------ Provided entries

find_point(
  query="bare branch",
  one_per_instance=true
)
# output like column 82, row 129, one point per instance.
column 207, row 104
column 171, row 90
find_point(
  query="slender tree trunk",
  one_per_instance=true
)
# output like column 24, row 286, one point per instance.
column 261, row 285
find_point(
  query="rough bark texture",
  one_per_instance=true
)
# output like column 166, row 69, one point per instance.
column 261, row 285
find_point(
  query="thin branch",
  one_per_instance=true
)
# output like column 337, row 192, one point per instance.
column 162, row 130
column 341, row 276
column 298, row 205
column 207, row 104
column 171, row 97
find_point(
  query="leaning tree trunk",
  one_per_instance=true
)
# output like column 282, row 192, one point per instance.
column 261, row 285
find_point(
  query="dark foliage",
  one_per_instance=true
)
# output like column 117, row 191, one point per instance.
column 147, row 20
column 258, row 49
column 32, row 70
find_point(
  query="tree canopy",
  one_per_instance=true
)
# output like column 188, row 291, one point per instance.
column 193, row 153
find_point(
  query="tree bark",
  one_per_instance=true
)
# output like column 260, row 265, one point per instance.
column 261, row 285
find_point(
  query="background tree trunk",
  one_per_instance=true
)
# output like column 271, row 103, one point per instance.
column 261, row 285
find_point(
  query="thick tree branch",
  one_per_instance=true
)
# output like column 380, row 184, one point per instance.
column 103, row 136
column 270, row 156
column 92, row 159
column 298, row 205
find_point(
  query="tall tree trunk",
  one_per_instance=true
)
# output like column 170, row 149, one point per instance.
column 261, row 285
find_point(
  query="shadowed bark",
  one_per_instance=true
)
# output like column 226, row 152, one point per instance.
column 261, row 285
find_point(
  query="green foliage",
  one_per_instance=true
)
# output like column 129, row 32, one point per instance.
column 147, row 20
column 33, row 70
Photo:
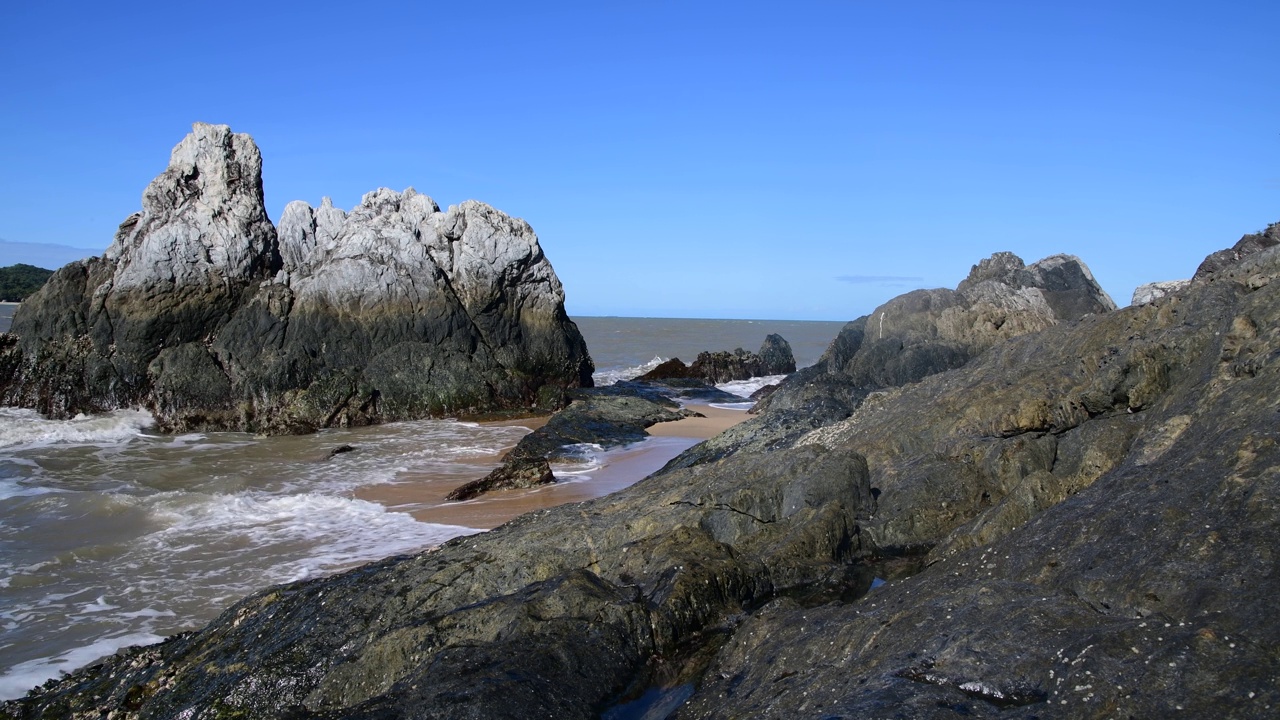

------------

» Work request:
The result should be a word-for-word restatement of all the data, without images.

» Solution:
find_point(
  query="bare branch",
  one_per_instance=true
)
# output like column 82, row 129, one point per instance.
column 207, row 104
column 171, row 90
find_point(
  query="slender tree trunk",
  one_per_instance=true
)
# output like column 24, row 286, one point per instance.
column 261, row 285
find_point(
  query="rough bark texture",
  one_per_instance=true
)
# output like column 166, row 69, one point per instance.
column 261, row 285
find_point(
  query="thin branch",
  one_per_instance=true
)
# output like column 337, row 192, one point per instance.
column 162, row 130
column 341, row 276
column 298, row 205
column 207, row 104
column 171, row 97
find_point(
  query="leaning tree trunk",
  one_per_instance=true
)
# output like column 282, row 192, one point per instance.
column 261, row 285
find_point(
  query="dark foliage",
  one_per_instance=true
)
# output like column 117, row 191, one point per instance.
column 147, row 20
column 258, row 49
column 32, row 70
find_point(
  query="tree canopy",
  one_per_instance=true
)
# output like column 188, row 291, one point per instance.
column 193, row 153
find_point(
  query="tree bark",
  one_per_instance=true
)
# output like column 260, row 265, one point per instance.
column 261, row 285
find_point(
  query="background tree trunk",
  one_per_instance=true
)
# output like column 271, row 103, one point per instance.
column 261, row 285
find_point(
  query="thick tree branch",
  one_per_instance=true
)
# output like column 380, row 184, one point per instance.
column 103, row 136
column 270, row 156
column 92, row 159
column 298, row 205
find_point(
  query="tall tree trunk",
  one_per_instance=true
)
# output like column 170, row 149, one point per instance.
column 261, row 285
find_point(
  query="shadowed bark",
  one_per_instance=true
)
# output like column 226, row 152, one point per instance.
column 261, row 285
find_point(
  query="green foliage",
  one_per_instance=true
)
# output like column 129, row 32, one point per instance.
column 147, row 20
column 33, row 70
Photo:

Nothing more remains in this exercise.